» PASSAGE
◇ ◇ ◇ ◇ ◇

On 5/31/23 09:47, Ard Biesheuvel wrote:
On Wed, 31 May 2023 at 18:33, Richard Henderson
<richard.hender...@linaro.org> wrote:

On 5/31/23 04:22, Ard Biesheuvel wrote:
Use the host native instructions to implement the AES instructions
exposed by the emulated target. The mapping is not 1:1, so it requires a
bit of fiddling to get the right result.

This is still RFC material - the current approach feels too ad-hoc, but
given the non-1:1 correspondence, doing a proper abstraction is rather
difficult.

Changes since v1/RFC:
- add second patch to implement x86 AES instructions on ARM hosts - this
    helps illustrate what an abstraction should cover.
- use cpuinfo framework to detect host support for AES instructions.
- implement ARM aesimc using x86 aesimc directly

Patch #1 produces a 1.5-2x speedup in tests using the Linux kernel's
tcrypt benchmark (mode=500)

Patch #2 produces a 2-3x speedup. The discrepancy is most likely due to
the fact that ARM uses two instructions to implement a single AES round,
whereas x86 only uses one.

◇ ◇ ◇ ◇ ◇

» GIVEN INFORMATION
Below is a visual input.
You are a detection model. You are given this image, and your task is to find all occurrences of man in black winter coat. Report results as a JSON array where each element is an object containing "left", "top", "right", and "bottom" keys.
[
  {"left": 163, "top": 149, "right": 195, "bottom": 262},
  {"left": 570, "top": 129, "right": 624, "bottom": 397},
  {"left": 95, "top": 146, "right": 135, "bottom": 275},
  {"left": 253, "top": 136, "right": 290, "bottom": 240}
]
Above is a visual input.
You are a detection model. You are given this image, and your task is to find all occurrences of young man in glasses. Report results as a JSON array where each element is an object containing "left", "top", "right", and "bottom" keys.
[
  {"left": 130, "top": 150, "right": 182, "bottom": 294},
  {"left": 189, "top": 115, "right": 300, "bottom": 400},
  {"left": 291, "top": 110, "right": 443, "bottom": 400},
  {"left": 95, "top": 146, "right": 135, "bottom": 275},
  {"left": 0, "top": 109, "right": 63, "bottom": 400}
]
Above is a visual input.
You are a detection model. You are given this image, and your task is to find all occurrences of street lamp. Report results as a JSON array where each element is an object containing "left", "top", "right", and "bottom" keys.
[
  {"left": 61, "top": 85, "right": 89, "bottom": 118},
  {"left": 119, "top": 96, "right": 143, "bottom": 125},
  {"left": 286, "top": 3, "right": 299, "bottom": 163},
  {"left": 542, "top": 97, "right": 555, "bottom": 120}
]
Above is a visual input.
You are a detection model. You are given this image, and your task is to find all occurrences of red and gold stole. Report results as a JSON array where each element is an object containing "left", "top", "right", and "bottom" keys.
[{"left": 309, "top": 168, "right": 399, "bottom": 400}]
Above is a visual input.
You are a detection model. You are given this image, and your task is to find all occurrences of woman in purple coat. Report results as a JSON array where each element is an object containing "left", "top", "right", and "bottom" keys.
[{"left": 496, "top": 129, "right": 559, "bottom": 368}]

◇ ◇ ◇ ◇ ◇

» CHALLENGE
In the patch message above, why does Patch #2 likely give a larger speedup than Patch #1? Answer in one to three sentences.

» THE SOLUTION
The message says the difference is most likely because ARM uses two instructions to implement a single AES round, while x86 uses only one.